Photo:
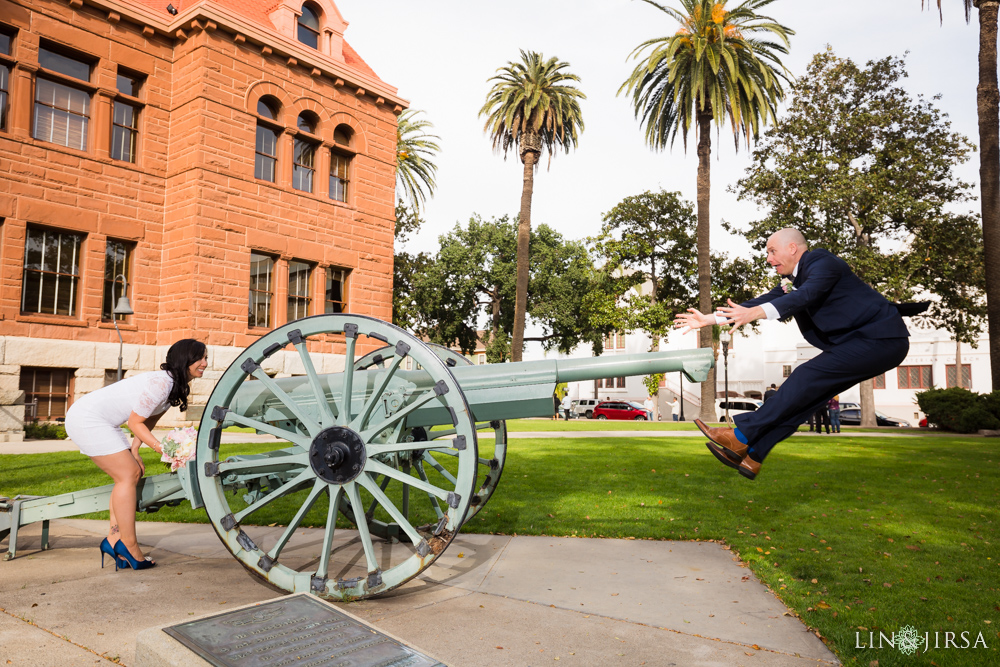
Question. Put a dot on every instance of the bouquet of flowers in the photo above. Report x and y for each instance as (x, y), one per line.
(179, 446)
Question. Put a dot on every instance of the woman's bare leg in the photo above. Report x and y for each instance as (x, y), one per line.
(125, 472)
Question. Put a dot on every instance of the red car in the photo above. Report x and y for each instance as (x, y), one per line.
(621, 410)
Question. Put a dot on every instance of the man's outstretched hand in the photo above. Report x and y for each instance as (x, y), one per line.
(737, 315)
(693, 319)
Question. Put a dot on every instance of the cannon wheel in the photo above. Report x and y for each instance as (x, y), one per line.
(332, 416)
(490, 469)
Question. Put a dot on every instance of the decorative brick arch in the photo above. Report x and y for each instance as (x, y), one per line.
(310, 104)
(359, 139)
(270, 89)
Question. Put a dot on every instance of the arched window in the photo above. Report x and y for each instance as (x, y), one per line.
(305, 153)
(340, 163)
(309, 26)
(266, 150)
(268, 108)
(307, 122)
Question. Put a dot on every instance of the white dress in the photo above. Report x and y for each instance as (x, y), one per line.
(94, 421)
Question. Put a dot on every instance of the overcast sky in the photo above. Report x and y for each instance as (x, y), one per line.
(440, 54)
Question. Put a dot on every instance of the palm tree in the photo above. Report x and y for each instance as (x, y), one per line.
(414, 149)
(719, 65)
(531, 107)
(987, 100)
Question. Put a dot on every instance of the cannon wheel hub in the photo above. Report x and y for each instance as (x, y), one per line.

◆ OPDRACHTDOEL
Vervang in alle records hierboven "palm tree" door "palm" en geef ze verder ongewijzigd opnieuw weer, zonder de afbeeldingen.

◆ VOLLEDIG ANTWOORD
Photo:
Question. Put a dot on every instance of the bouquet of flowers in the photo above. Report x and y for each instance as (x, y), one per line.
(179, 446)
Question. Put a dot on every instance of the woman's bare leg in the photo above. Report x and y for each instance as (x, y), one per line.
(125, 472)
Question. Put a dot on every instance of the red car in the photo above. Report x and y for each instance as (x, y), one per line.
(621, 410)
Question. Put a dot on every instance of the man's outstretched hand in the photo above. Report x and y for each instance as (x, y), one per line.
(737, 315)
(693, 319)
Question. Put a dot on every instance of the cannon wheel in the photo above. Report x and y for each instance as (x, y), one per line.
(332, 416)
(490, 469)
Question. Put a dot on every instance of the decorative brick arch in the photo above. Report x and y for each instance as (x, y), one per line.
(310, 104)
(359, 139)
(270, 89)
Question. Put a dot on every instance of the arched window in the photo above. Report x and y for each instance as (x, y), one per line.
(305, 153)
(340, 163)
(309, 26)
(266, 150)
(268, 108)
(307, 122)
Question. Put a dot on every instance of the white dress in the photo above. Report x and y for each instance as (x, y), one per line.
(94, 421)
Question. Put a dot on every instance of the overcast sky in the photo above. Report x and y for each instance as (x, y), one per line.
(440, 54)
Question. Put a dot on every instance of the palm in the photo above. Report x and y for each instance as (x, y), one per line.
(414, 149)
(719, 65)
(531, 107)
(987, 100)
Question. Put a dot on every instance of the cannon wheel hub in the photo above. Report x and y for each instance as (x, y), one per line.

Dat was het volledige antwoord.